» **Tarefas**
**A.** Responda com base no texto sobre o livro Blues:
(i) Em que ano foi desenhada a história Patton?
(ii) Que instrumentos Crumb diz que, no máximo, arranha?
(iii) Em quais países as capas de discos foram compiladas?
**B.** Copie do texto sobre o livro Blues, sem alterar nada, o trecho que começa com as palavras que contêm "Blues reúne, pela" e termina com "um mesmo livro.".

» **Trecho do texto**
========
Robert
Crumb é uma lenda. Uma lenda magrela, franzina e tímida, daquelas
que esconde atrás de seu sorriso uma inteligência voraz e uma
visão inconformada das coisas que o cercam. Em Blues
(Conrad), Crumb constrói uma ode aos primeiros anos do estilo,
enquanto massacra a música popular moderna, que na verdade é
qualquer coisa criada dos anos 70 para cá. "Eu me interesso
por épocas anteriores, mas os anos 1920 e 1930 são próximos
o suficiente para me despertar um envolvimento pessoal", diz
o desenhista no posfácio, para depois completar: "A música moderna
sempre me pareceu apocalíptica".
Blues reúne, pela primeira vez, as HQs "musicais" de
Crumb e as capas de discos, filipetas, anúncios e cartazes que
o quadrinista fez nas últimas quatro décadas. As HQs já haviam
sido reunidas em Crumb Draws the Blues (inédita no País),
enquanto as capas de discos foram compiladas na França e na
Holanda, mas nunca publicadas em um mesmo livro.
A relação do desenhista com a música é o mote de Blues,
que conta com dezenas de histórias deliciosamente nostálgicas,
honrando o velho bordão "como era boa aquela época" enquanto
sacaneiam os tempos modernos em um livro que é um retrato impressionante
a respeito dos bluesmen norte-americanos. "Eu adoro música.
No entanto, não sou um grande músico. No máximo, arranho um
banjo ou um violão. Para mim, a música é o maior dos prazeres,
com o sexo. Mais do que arte, admito", garante Crumb. E essa
relação apaixonada é exibida ao extremo em Blues.
Desenhada em 1984, Patton conta a história do blueseiro
que trocou a alma pelo sucesso com o demo em uma encruzilhada,
bateu e apanhou de muitas mulheres, entornava álcool como respirava
e gravou alguns dos maiores blues de todos os tempos, para morrer
totalmente desconhecido. "A música que Patton tocava e cantava
não pode ser descrita de maneira alguma. Ela precisa ser ouvida".
As Velhas Canções São As Melhores é um dos trechos mais
hilariantes do livro, e lembra muito o estilo MAD de ver as
coisas. Crumb traduz para os quadrinhos, literalmente, quatro
canções e o resultado é uma acachapante sacanagem com as músicas,
mas a grande carta de intenções do livro é a história Onde
Foi Parar Toda Aquela Música Magnífica de Nossos Avós (1985),
que detona Bruce Springsteen e até cita o Menudo! Para Crumb,
o problema é que a música elétrica é tocada alta demais, sem
contar que desde Robert Plant, passando por Bon Jovi, Guns e
chegando no Darkness, gritar e cultivar uma cabeleira decente
ficou muito mais importante do que tocar uma simples canção.
========
» **Trecho dos dados**
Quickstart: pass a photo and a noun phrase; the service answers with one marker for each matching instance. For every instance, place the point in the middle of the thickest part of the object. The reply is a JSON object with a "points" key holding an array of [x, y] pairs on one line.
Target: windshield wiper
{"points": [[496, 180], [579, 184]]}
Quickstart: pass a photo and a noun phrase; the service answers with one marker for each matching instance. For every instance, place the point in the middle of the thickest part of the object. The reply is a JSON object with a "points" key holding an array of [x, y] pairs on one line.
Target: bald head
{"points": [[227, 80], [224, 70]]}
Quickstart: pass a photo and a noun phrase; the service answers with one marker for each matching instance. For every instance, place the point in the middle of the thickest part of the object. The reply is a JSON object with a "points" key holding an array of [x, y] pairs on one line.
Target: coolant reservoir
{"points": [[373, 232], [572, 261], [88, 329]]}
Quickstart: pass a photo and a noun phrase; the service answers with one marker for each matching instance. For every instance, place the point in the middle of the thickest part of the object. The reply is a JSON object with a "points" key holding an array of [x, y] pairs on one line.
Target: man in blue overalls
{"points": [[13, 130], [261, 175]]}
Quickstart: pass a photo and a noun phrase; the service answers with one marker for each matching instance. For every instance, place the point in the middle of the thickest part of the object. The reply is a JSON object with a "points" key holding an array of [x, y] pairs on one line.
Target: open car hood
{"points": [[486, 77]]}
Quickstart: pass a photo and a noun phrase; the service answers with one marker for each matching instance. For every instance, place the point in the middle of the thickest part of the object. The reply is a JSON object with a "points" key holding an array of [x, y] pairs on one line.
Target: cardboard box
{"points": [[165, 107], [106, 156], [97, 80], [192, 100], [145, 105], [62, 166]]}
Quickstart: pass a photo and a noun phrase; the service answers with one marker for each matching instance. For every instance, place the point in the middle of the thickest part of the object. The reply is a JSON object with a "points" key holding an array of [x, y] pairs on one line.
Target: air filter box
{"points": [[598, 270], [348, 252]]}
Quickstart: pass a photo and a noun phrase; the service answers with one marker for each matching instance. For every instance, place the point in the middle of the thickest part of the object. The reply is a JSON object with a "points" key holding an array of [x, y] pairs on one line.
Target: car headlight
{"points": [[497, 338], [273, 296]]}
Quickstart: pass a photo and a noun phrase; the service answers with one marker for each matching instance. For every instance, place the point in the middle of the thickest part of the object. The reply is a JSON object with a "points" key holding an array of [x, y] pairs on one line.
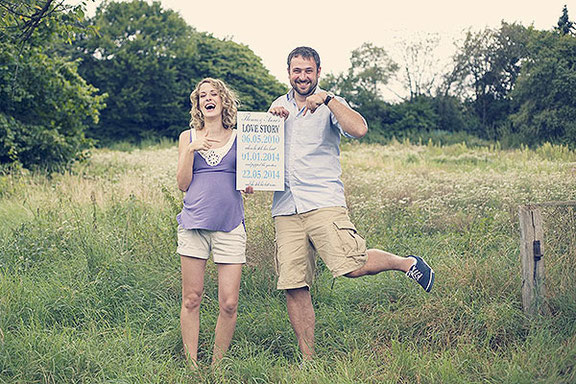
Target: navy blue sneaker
{"points": [[421, 273]]}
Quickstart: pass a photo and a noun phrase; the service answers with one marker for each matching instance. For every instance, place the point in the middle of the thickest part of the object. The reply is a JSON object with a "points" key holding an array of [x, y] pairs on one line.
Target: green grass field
{"points": [[90, 281]]}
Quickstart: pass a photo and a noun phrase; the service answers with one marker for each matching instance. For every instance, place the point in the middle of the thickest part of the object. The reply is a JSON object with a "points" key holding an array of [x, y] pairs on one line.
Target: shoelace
{"points": [[414, 273]]}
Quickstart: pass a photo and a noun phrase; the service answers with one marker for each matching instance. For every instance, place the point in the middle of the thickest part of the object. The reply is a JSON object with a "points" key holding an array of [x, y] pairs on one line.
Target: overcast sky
{"points": [[273, 28]]}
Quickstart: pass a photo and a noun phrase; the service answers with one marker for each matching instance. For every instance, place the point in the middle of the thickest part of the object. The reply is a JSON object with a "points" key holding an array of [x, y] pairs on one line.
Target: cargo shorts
{"points": [[325, 231]]}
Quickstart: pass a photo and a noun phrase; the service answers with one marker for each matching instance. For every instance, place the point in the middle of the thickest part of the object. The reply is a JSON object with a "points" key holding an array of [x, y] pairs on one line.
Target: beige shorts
{"points": [[327, 231], [226, 247]]}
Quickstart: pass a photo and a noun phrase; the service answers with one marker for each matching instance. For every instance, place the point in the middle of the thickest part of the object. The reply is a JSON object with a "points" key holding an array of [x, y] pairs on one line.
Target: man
{"points": [[310, 214]]}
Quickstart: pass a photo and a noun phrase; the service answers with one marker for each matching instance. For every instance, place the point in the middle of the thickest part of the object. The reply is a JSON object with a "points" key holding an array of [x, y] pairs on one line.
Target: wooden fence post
{"points": [[531, 251]]}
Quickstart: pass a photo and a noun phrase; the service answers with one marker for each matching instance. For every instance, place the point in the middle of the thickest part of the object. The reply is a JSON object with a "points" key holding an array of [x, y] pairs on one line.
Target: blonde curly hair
{"points": [[230, 104]]}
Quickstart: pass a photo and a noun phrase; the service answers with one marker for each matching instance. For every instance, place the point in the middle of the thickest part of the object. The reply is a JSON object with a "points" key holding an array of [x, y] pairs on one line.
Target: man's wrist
{"points": [[328, 98]]}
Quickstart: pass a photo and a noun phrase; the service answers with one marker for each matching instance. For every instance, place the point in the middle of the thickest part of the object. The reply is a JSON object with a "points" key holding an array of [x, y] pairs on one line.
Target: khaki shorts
{"points": [[226, 247], [327, 231]]}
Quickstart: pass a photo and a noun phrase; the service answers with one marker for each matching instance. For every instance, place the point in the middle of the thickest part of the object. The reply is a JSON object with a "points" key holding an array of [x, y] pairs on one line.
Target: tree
{"points": [[45, 105], [418, 64], [545, 94], [370, 70], [487, 66], [144, 58], [565, 26], [147, 59]]}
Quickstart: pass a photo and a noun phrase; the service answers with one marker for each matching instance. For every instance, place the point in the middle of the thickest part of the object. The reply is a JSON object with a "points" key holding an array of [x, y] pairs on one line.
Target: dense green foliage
========
» **Respostas**
**A.**
(i) Em 1984.
(ii) Um banjo ou um violão.
(iii) Na França e na Holanda.

**B.**
Blues reúne, pela primeira vez, as HQs "musicais" de
Crumb e as capas de discos, filipetas, anúncios e cartazes que
o quadrinista fez nas últimas quatro décadas. As HQs já haviam
sido reunidas em Crumb Draws the Blues (inédita no País),
enquanto as capas de discos foram compiladas na França e na
Holanda, mas nunca publicadas em um mesmo livro.